> _EXTRACTED RECORDS_:
-- -- --

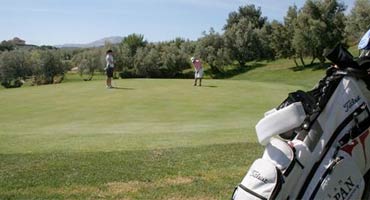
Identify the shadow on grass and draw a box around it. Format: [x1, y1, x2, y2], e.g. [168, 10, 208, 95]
[111, 87, 135, 90]
[210, 62, 266, 79]
[202, 85, 218, 88]
[289, 63, 331, 72]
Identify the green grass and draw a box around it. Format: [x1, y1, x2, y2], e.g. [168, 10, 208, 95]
[0, 60, 324, 199]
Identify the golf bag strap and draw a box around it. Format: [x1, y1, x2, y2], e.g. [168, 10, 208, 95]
[239, 184, 267, 200]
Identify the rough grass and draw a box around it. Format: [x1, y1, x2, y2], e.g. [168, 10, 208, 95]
[0, 60, 324, 200]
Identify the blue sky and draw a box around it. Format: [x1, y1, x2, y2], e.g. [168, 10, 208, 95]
[0, 0, 353, 45]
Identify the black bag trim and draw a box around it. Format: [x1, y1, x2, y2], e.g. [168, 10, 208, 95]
[239, 184, 267, 200]
[309, 157, 343, 199]
[297, 106, 368, 199]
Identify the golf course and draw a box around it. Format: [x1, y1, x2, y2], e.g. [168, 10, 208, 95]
[0, 60, 325, 200]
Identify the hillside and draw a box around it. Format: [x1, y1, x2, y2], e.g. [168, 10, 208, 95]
[54, 36, 123, 48]
[0, 61, 323, 200]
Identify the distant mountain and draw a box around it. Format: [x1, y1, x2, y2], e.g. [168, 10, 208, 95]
[54, 36, 123, 48]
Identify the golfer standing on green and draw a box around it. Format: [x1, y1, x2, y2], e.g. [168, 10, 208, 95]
[190, 57, 203, 86]
[104, 50, 114, 89]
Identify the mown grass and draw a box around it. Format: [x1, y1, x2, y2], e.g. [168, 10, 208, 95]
[0, 57, 324, 199]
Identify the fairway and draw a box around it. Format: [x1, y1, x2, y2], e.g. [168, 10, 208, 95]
[0, 76, 318, 199]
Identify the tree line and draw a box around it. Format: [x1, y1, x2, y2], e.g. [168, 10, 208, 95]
[0, 0, 370, 87]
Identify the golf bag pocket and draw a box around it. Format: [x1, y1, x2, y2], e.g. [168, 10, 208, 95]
[306, 151, 365, 200]
[262, 138, 294, 173]
[256, 102, 306, 145]
[262, 138, 311, 199]
[232, 158, 283, 200]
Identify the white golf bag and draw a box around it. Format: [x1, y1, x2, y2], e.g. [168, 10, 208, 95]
[232, 41, 370, 200]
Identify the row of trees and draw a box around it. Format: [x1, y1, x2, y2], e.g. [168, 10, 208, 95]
[0, 0, 370, 87]
[0, 50, 69, 88]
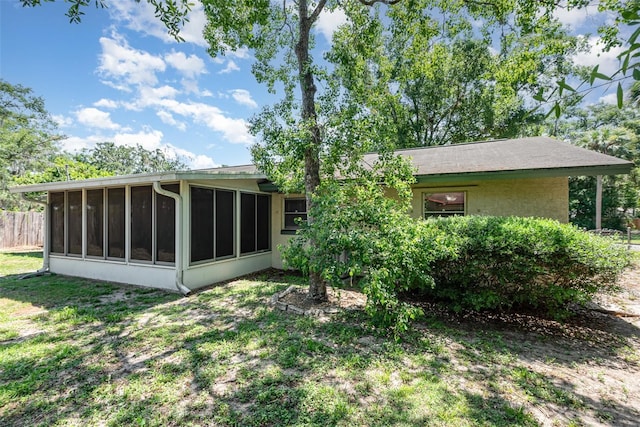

-- -- --

> _TASK OBJECTIVE_: Repeat every line from the one containing "Identify the fairway" down to the one containing "[232, 158, 283, 200]", both of those lines included, copying each one verbatim.

> _PROBLEM SOLUTION_:
Identify the fairway and draw a box around it. Format: [x1, y1, x2, y2], e.g. [168, 10, 208, 95]
[0, 76, 318, 199]
Identify the tree line and draw a box around it. Format: [x1, y1, x2, y2], e.g. [168, 10, 208, 95]
[0, 0, 370, 87]
Identify the golf bag pocket and draw a box around it. Format: [x1, y1, x2, y2], e.g. [168, 10, 208, 95]
[306, 151, 365, 200]
[262, 138, 294, 173]
[256, 102, 306, 145]
[262, 138, 311, 199]
[232, 158, 283, 200]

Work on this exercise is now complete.